• _Challenge A_
From the InfluxDB import post, reproduce word for word the passage that begins at the words "The current system" and ends after the words "with series cardinality).".
• _Challenge B_
List every idea the InfluxDB import post offers for keeping the process from being killed.
• _Challenge C_
According to the InfluxDB import post, how much RAM does the system used for the import have?

• _Given passage_
- - -

TL;DR: I’m currently trying to bulk insert billions of data points into InfluxDB using the
-import flag. After less than 0.5 billion data points have been ingested, the InfluxDB process gets killed because the system ran out of memory (InfluxDB is using all the RAM). Any ways to prevent that?
I have a data set of about 500 billion points and I’m considering using InfluxDB to store them.
I’m trying to insert about 1% of data as a POC to see how it’ll behave. Unfortunately, I’m only able to get to 0.1% before the process gets killed because of an OOM exception.
The current system I’m using for the import has 16GB of RAM, which should be plenty. It also uses SSD.
By the time the process gets killed, I have about 200 series in the database (so it’s not an issue with series cardinality).
The data is stored in a single measurement, with one tag and one field.
In the first few minutes, InfluxDB is inserting data at around 300,000 points a second. After about 10 minutes (when it started using most of the RAM), that drops down to about 200,000. 20 minutes later, we’re under 100,000 and the process gets killed.
What can I do to prevent this from happening? I have a few ideas but not sure which one I should go with:
- Wait n seconds between each import to let InfluxDB catch up
- Wait n seconds every m imports
- Force and wait for the WAL to be processed (if that’s even possible) every m imports
- Tweak the default settings somehow

- - -

• _Dataset content_
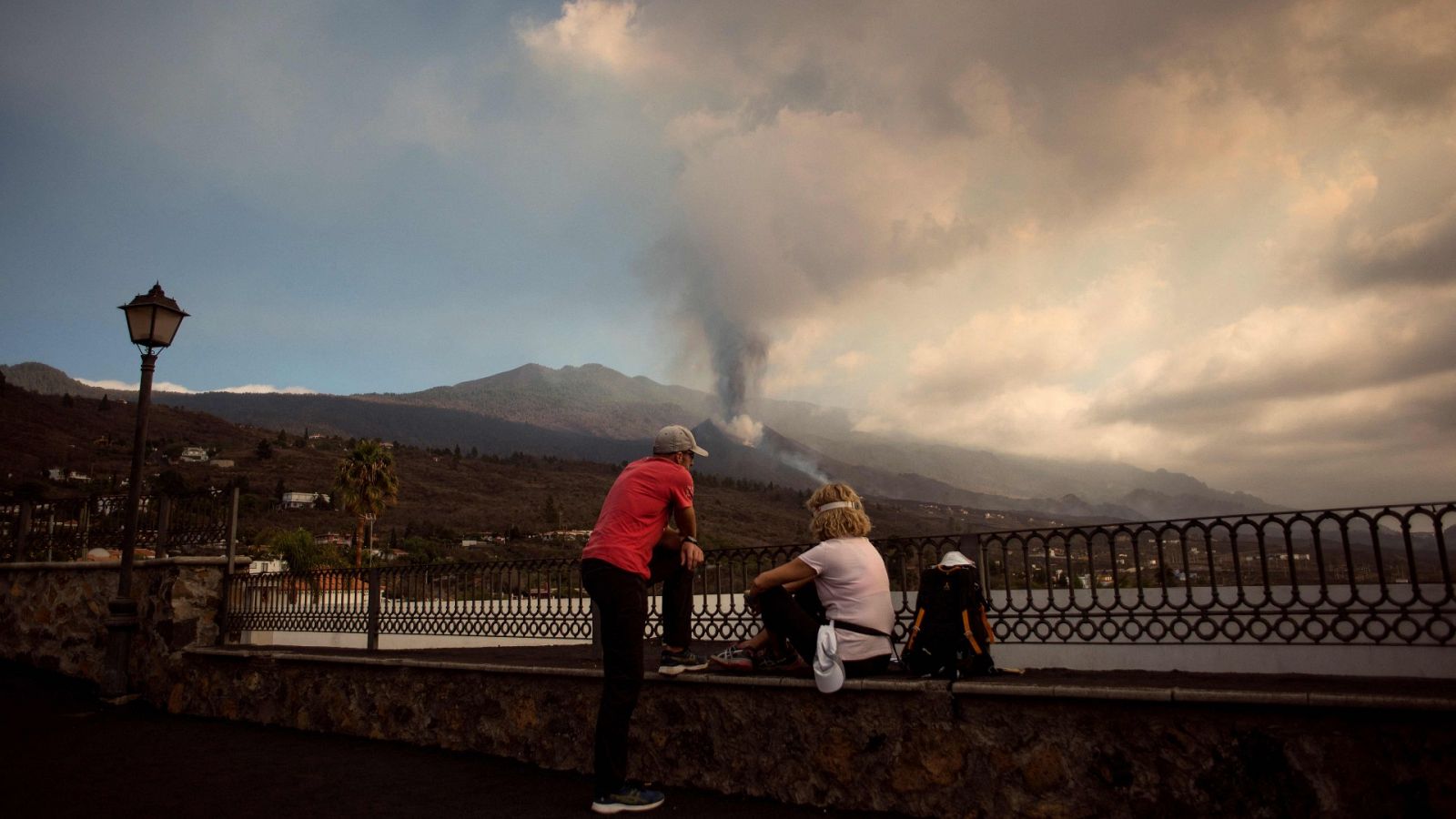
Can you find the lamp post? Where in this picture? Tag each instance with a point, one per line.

- - -

• _Result A_
The current system I’m using for the import has 16GB of RAM, which should be plenty. It also uses SSD.
By the time the process gets killed, I have about 200 series in the database (so it’s not an issue with series cardinality).

• _Result B_
- Wait n seconds between each import to let InfluxDB catch up
- Wait n seconds every m imports
- Force and wait for the WAL to be processed (if that's even possible) every m imports
- Tweak the default settings somehow

• _Result C_
16GB